▸ **Dataset excerpts**
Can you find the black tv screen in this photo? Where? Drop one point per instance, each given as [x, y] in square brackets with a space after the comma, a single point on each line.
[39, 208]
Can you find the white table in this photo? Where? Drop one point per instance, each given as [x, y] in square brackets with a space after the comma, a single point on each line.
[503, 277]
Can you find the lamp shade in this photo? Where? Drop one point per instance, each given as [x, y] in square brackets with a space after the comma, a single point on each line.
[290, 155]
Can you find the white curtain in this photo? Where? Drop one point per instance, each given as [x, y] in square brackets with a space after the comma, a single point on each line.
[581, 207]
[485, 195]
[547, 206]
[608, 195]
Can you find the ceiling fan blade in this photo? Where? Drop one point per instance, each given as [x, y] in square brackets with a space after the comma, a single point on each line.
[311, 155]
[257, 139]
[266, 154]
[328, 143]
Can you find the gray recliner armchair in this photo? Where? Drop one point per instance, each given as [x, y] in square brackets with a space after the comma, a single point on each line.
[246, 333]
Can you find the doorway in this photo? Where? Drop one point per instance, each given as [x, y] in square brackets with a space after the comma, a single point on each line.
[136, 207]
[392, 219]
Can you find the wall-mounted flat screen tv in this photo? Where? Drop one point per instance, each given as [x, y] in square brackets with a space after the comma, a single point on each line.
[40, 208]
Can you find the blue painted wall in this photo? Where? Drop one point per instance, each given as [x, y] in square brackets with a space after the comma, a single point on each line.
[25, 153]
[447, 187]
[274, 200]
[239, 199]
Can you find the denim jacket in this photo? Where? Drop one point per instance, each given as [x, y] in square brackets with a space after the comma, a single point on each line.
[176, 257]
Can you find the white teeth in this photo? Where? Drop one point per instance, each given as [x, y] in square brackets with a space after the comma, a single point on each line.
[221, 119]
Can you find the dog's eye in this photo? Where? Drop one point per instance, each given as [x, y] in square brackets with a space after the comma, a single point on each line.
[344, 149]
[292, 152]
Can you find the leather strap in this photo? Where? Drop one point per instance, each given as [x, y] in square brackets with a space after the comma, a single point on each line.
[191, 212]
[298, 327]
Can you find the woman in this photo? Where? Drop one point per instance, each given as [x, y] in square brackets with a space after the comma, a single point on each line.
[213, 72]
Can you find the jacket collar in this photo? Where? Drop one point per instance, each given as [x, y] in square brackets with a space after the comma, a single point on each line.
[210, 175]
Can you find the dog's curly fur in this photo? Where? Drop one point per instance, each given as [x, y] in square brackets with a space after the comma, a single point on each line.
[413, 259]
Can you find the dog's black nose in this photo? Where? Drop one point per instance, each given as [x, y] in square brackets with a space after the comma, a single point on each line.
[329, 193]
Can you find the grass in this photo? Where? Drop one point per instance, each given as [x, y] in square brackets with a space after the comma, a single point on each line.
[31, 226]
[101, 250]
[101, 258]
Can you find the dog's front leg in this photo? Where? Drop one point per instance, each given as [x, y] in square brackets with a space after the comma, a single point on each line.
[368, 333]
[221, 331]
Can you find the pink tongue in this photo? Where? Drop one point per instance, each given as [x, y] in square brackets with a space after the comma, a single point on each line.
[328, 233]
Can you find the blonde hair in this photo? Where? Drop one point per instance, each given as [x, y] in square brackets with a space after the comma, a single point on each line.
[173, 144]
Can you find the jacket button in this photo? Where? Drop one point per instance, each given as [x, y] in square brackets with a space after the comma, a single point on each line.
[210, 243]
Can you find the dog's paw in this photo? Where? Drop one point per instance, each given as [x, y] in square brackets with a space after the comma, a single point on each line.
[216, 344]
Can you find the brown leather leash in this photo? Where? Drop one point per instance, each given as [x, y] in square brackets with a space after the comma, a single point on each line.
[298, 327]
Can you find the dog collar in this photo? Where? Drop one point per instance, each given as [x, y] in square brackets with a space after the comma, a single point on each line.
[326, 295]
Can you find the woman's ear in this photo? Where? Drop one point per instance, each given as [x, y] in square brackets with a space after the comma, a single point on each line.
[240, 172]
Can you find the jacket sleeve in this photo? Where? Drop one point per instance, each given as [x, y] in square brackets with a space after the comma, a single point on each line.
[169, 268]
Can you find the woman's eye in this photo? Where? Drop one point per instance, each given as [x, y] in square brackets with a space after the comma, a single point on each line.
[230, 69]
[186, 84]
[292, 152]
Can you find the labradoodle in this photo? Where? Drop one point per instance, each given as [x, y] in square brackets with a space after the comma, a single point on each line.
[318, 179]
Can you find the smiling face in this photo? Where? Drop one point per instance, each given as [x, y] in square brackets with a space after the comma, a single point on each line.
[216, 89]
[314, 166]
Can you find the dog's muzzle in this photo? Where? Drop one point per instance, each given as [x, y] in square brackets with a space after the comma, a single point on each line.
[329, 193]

▸ **Task brief**
Reproduce the records above exactly, starting with the line that contains "Can you find the woman's eye" and ending with the last line.

▸ **Task output**
Can you find the woman's eye in this photo? Where? Drop one point per instance, each given as [x, y] in square brackets with a space after the comma, a single point on each line.
[230, 69]
[186, 84]
[292, 152]
Can you find the labradoodle in this photo? Where? Drop one point per instance, each given as [x, y] in square brackets with a space after the comma, a single point on each line.
[318, 179]
Can you find the smiling face in this photo? Where? Drop one point per instance, each given as [x, y] in square brackets with a space after the comma, a single point on each line.
[216, 89]
[314, 166]
Can you find the dog's muzzle in this photo? Where? Drop one point per instance, each given as [x, y] in square brackets with a space after the comma, a single point on each line.
[329, 193]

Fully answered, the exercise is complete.